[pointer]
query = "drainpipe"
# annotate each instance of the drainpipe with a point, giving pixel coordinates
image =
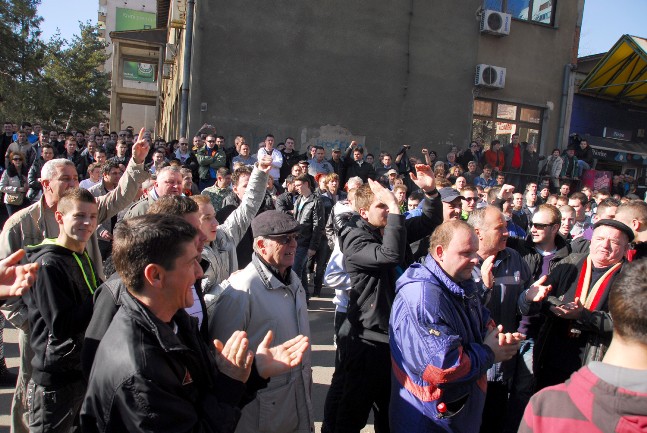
(186, 74)
(566, 85)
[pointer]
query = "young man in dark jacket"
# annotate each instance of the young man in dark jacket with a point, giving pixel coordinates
(376, 252)
(60, 308)
(309, 213)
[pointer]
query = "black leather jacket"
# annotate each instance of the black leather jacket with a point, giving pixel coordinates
(372, 261)
(146, 377)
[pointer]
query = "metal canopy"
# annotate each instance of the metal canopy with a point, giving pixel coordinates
(622, 73)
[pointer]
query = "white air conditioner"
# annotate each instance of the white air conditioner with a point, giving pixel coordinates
(490, 76)
(495, 22)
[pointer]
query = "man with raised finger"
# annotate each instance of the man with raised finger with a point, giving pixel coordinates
(33, 224)
(375, 244)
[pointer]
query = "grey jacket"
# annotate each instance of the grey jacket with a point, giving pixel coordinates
(32, 225)
(221, 254)
(255, 301)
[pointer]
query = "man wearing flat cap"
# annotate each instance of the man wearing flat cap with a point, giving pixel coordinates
(452, 203)
(578, 327)
(267, 295)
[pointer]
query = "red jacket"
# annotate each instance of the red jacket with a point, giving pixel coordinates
(490, 157)
(585, 403)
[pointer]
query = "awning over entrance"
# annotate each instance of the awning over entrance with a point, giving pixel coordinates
(622, 73)
(616, 150)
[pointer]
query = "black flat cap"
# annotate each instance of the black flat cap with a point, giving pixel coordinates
(449, 194)
(624, 228)
(273, 223)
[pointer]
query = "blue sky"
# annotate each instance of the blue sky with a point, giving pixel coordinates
(604, 20)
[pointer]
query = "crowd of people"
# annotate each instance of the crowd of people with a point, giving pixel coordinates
(170, 284)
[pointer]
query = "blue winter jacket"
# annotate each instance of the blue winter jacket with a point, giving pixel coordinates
(437, 328)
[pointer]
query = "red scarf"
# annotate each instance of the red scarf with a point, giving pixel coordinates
(590, 296)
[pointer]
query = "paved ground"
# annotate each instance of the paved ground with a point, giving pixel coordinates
(321, 325)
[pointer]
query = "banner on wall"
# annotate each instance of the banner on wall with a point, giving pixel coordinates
(597, 179)
(130, 19)
(622, 157)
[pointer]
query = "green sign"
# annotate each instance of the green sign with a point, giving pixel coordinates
(129, 19)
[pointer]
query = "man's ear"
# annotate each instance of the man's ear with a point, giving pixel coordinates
(154, 275)
(439, 252)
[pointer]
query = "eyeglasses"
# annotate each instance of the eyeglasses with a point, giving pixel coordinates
(285, 239)
(540, 226)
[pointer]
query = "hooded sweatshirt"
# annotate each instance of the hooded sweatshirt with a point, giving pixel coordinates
(60, 308)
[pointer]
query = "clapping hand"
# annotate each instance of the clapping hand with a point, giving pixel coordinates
(538, 292)
(233, 359)
(16, 279)
(278, 360)
(504, 345)
(424, 177)
(141, 147)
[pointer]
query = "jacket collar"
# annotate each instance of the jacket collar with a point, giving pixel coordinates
(463, 289)
(162, 332)
(269, 278)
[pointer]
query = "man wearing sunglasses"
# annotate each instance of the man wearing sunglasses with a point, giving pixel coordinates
(542, 251)
(266, 295)
(211, 158)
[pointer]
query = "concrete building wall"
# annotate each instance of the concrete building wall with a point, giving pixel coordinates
(383, 72)
(367, 67)
(535, 57)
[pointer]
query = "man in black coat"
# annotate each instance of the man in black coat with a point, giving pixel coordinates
(578, 326)
(355, 164)
(375, 251)
(153, 371)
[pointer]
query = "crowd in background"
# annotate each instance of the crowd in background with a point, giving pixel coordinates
(369, 227)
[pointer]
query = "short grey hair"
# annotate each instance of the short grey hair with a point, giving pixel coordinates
(51, 167)
(477, 217)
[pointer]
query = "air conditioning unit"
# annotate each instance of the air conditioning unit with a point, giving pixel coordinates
(495, 23)
(490, 76)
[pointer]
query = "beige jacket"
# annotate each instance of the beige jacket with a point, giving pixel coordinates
(30, 226)
(255, 301)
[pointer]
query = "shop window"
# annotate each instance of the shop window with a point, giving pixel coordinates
(538, 11)
(499, 121)
(483, 108)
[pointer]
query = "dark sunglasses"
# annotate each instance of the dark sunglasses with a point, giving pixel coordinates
(285, 239)
(540, 226)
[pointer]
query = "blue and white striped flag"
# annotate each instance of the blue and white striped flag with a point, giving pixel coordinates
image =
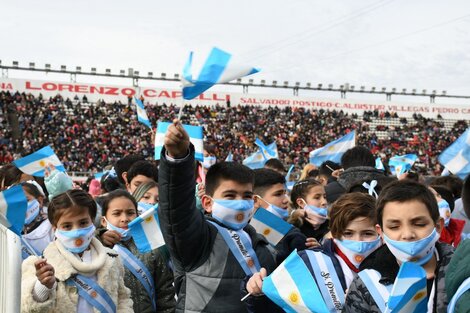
(195, 136)
(13, 206)
(292, 287)
(270, 226)
(456, 158)
(409, 292)
(219, 68)
(145, 229)
(379, 165)
(257, 159)
(35, 163)
(334, 150)
(141, 113)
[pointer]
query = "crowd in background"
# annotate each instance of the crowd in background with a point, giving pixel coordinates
(87, 137)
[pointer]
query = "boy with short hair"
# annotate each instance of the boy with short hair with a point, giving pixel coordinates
(212, 254)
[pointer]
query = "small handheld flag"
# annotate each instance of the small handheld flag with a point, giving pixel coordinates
(145, 229)
(270, 226)
(141, 113)
(35, 163)
(219, 68)
(334, 150)
(13, 206)
(195, 136)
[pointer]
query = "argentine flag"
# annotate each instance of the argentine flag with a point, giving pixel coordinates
(270, 226)
(13, 206)
(219, 68)
(409, 292)
(258, 158)
(292, 287)
(145, 229)
(195, 136)
(334, 150)
(141, 113)
(456, 158)
(35, 163)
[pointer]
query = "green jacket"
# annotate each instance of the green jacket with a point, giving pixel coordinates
(457, 272)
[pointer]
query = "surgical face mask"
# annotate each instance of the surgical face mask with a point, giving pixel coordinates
(419, 251)
(209, 161)
(77, 240)
(234, 214)
(444, 211)
(125, 234)
(32, 211)
(357, 251)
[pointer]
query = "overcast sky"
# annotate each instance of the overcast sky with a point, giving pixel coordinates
(423, 44)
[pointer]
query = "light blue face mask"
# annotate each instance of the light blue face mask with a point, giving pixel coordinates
(32, 211)
(234, 214)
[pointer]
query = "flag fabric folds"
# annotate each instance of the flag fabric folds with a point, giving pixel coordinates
(145, 229)
(195, 136)
(35, 163)
(456, 158)
(257, 159)
(270, 226)
(13, 206)
(218, 68)
(141, 113)
(292, 287)
(334, 150)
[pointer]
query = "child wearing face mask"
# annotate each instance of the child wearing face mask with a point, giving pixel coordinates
(309, 214)
(211, 253)
(452, 231)
(77, 273)
(409, 224)
(37, 231)
(146, 275)
(352, 224)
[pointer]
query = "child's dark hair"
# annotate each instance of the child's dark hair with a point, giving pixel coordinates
(407, 190)
(347, 208)
(227, 171)
(119, 193)
(71, 199)
(301, 189)
(145, 168)
(265, 178)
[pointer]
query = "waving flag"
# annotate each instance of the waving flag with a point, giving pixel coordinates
(292, 287)
(409, 293)
(141, 113)
(270, 226)
(35, 163)
(145, 229)
(195, 136)
(456, 158)
(13, 206)
(219, 68)
(334, 150)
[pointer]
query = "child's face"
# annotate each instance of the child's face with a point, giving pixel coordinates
(73, 219)
(407, 221)
(277, 195)
(360, 229)
(151, 196)
(316, 196)
(120, 212)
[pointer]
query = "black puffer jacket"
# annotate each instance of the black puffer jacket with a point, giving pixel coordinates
(207, 274)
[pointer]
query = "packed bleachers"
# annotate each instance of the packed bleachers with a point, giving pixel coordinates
(89, 136)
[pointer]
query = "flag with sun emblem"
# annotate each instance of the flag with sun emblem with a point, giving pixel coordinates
(35, 163)
(145, 229)
(409, 293)
(292, 287)
(270, 226)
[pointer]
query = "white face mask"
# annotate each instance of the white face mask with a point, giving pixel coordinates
(77, 240)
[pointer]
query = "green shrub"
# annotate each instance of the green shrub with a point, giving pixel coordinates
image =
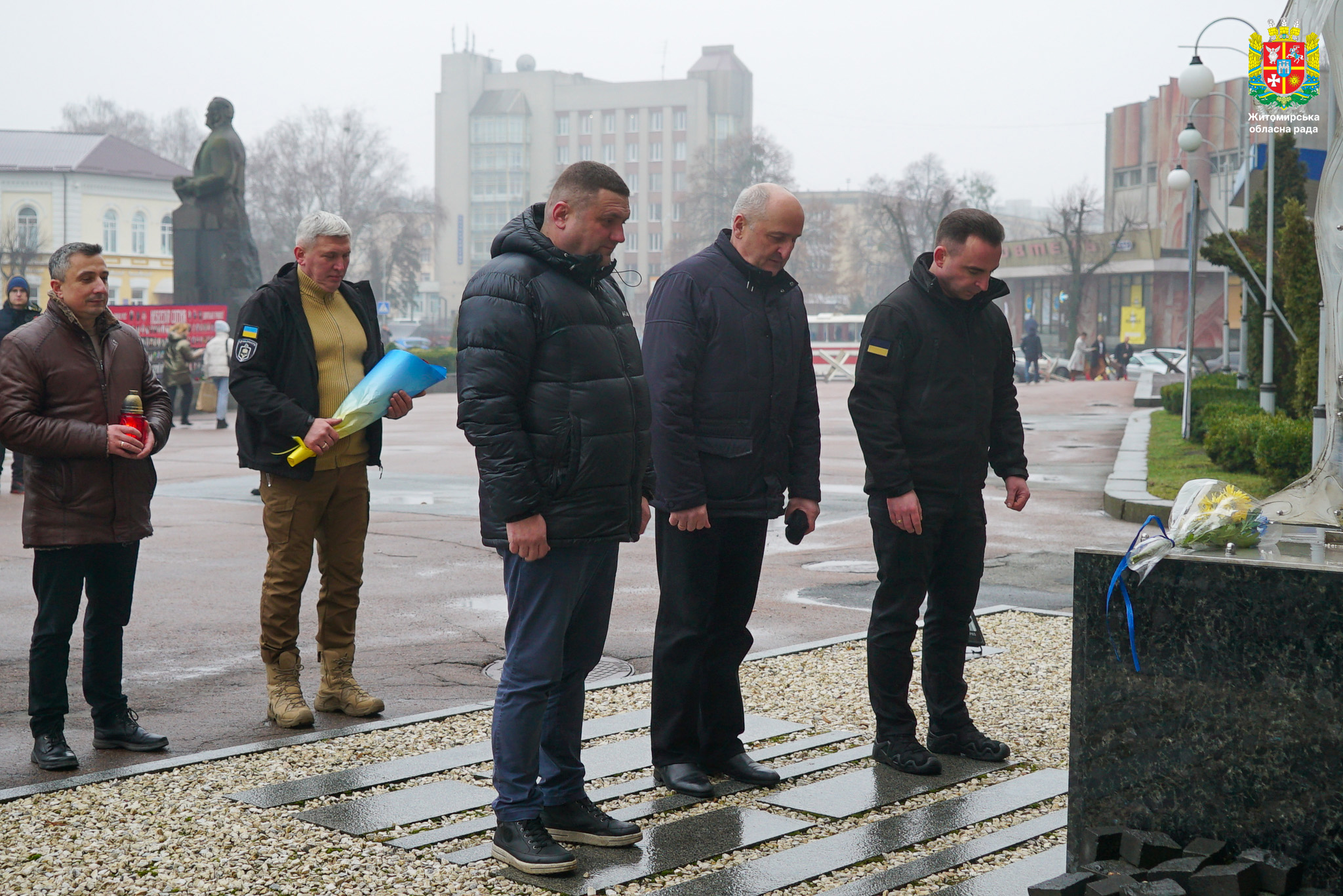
(1209, 414)
(1283, 449)
(1230, 441)
(441, 357)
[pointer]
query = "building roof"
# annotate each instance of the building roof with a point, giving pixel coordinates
(719, 58)
(82, 153)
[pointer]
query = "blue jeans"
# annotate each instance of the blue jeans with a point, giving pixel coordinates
(557, 614)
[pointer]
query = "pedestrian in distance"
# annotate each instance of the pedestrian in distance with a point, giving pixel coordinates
(215, 368)
(304, 341)
(1032, 349)
(1077, 360)
(935, 406)
(64, 381)
(736, 431)
(18, 309)
(178, 358)
(552, 397)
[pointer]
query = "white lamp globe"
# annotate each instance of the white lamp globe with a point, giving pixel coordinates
(1189, 139)
(1197, 81)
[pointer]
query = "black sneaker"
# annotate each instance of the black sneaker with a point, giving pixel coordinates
(582, 823)
(971, 743)
(51, 752)
(123, 732)
(907, 755)
(528, 847)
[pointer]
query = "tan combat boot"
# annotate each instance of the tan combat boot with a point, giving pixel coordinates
(287, 704)
(339, 691)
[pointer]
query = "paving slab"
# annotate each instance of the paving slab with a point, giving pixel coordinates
(407, 768)
(953, 856)
(877, 786)
(721, 789)
(665, 848)
(1014, 879)
(826, 855)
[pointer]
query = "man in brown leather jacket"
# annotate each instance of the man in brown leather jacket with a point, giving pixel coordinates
(89, 482)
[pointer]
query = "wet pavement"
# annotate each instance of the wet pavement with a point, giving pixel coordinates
(434, 609)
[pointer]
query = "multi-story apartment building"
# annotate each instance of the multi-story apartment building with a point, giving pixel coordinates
(60, 187)
(501, 138)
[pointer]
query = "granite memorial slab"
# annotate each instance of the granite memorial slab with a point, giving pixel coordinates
(822, 856)
(877, 786)
(407, 768)
(1221, 735)
(947, 859)
(665, 848)
(1014, 879)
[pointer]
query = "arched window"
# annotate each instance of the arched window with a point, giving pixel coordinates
(109, 230)
(27, 227)
(137, 233)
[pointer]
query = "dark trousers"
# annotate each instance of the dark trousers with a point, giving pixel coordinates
(946, 564)
(708, 581)
(559, 609)
(182, 395)
(108, 574)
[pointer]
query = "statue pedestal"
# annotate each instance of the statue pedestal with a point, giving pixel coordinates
(1235, 726)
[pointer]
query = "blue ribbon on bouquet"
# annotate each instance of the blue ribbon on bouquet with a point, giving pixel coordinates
(1123, 589)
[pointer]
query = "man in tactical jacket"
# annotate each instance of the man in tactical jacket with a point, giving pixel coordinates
(935, 404)
(551, 393)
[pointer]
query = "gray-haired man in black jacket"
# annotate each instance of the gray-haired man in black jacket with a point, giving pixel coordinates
(735, 426)
(935, 404)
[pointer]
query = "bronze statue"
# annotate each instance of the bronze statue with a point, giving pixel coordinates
(214, 256)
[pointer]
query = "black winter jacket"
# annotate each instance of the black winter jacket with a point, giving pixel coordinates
(551, 393)
(273, 374)
(735, 413)
(934, 399)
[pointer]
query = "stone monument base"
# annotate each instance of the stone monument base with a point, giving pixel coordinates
(1235, 726)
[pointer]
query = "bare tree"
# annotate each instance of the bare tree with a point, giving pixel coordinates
(1075, 221)
(176, 136)
(717, 174)
(320, 159)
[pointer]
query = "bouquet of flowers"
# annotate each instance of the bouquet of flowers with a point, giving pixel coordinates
(371, 397)
(1216, 513)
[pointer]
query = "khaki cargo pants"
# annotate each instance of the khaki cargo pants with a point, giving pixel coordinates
(332, 509)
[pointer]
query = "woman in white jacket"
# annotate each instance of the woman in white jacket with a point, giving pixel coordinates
(1076, 364)
(215, 367)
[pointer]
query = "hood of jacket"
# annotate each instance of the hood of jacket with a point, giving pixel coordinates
(923, 277)
(524, 235)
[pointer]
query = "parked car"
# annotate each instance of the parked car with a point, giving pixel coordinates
(1157, 360)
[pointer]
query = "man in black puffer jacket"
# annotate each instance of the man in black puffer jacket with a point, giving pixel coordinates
(935, 404)
(735, 425)
(551, 393)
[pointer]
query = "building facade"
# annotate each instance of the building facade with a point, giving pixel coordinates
(61, 187)
(501, 138)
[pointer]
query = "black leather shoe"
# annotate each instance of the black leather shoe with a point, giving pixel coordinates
(123, 732)
(971, 743)
(528, 847)
(685, 778)
(582, 823)
(51, 752)
(907, 755)
(747, 770)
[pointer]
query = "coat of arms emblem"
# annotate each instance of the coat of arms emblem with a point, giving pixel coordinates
(1284, 69)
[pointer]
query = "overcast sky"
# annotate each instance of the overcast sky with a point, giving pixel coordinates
(852, 88)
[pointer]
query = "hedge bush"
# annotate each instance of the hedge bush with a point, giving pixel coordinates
(441, 357)
(1283, 449)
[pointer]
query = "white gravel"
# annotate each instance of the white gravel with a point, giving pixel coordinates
(176, 830)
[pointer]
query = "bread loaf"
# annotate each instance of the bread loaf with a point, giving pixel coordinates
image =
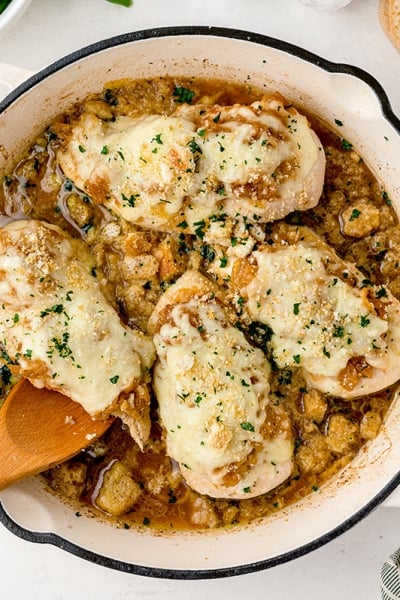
(389, 13)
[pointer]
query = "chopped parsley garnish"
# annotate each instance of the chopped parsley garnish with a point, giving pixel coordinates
(131, 201)
(364, 321)
(296, 308)
(56, 308)
(355, 213)
(194, 147)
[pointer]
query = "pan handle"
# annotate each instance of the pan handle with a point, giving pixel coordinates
(11, 76)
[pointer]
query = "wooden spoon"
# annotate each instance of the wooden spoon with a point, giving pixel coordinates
(40, 428)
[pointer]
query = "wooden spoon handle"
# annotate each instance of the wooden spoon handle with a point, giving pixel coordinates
(40, 428)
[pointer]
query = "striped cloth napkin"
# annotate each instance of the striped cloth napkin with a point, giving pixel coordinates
(390, 578)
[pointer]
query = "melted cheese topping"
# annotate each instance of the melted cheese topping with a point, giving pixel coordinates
(320, 320)
(261, 161)
(213, 388)
(55, 323)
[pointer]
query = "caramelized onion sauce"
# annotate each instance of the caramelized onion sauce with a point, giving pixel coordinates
(114, 477)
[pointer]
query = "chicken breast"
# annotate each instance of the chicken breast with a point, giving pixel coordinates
(324, 316)
(198, 165)
(58, 330)
(213, 389)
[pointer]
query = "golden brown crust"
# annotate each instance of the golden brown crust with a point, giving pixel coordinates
(389, 14)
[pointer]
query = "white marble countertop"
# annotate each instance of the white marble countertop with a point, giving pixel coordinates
(347, 567)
====================
**Work request**. Across the material, report every line that has the word "shrub".

**Reply**.
query = "green shrub"
# annotate each instance of the green shrub with a point, giving pixel coordinates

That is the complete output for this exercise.